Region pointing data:
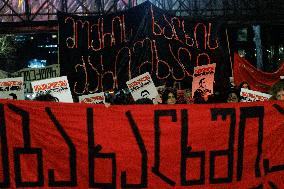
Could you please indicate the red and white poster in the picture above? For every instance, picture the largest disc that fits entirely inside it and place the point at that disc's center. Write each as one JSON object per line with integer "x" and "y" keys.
{"x": 142, "y": 86}
{"x": 96, "y": 98}
{"x": 12, "y": 88}
{"x": 203, "y": 79}
{"x": 252, "y": 96}
{"x": 57, "y": 87}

**Work to complete**
Repeat the data exactly as written, but without the pictures.

**Exercise response**
Could you please indicate the red and white poster in the picture above? For every instance, picture the largest disc that fits entirely inside it and place the point at that disc's center. Write each as one JSON object per line with integer "x" and "y" keys.
{"x": 142, "y": 86}
{"x": 96, "y": 98}
{"x": 12, "y": 88}
{"x": 203, "y": 79}
{"x": 252, "y": 96}
{"x": 57, "y": 87}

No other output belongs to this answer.